## start

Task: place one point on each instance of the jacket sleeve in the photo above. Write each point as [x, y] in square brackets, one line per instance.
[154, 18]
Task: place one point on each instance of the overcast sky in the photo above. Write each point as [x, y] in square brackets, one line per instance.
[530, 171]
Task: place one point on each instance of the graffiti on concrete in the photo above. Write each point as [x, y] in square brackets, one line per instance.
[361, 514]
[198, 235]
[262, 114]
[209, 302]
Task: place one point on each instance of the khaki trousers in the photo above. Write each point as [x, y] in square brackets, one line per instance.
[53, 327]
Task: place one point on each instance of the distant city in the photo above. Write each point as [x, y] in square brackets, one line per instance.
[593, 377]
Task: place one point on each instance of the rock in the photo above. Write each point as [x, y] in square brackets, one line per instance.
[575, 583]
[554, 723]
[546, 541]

## end
## start

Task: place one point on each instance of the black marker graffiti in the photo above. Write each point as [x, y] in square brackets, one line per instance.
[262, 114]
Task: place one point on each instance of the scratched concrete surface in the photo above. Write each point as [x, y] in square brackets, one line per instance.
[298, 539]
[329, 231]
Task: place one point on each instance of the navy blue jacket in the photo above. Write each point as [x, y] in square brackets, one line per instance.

## end

• _TASK INSTRUCTIONS_
Update the lines from the line with "Task: place one point on each instance of the black" to the line with "Task: place one point on each instance of the navy" by changing "marker graffiti" to "spray paint", keeping everything else the same, and give back only those lines.

• _ANSWER FOR THE TASK_
Task: place one point on each instance of the black spray paint in the photo above. Write each point as [x, y] in square brackets, one line per instance.
[262, 114]
Task: place one point on each instance of the scratched concrete surface in the photo above. Write each point as [x, y] in square brackets, one line per instance.
[298, 539]
[329, 231]
Task: place one point on each instance of the navy blue jacket in the photo above. Write each point as [x, y] in square brackets, one line per instance.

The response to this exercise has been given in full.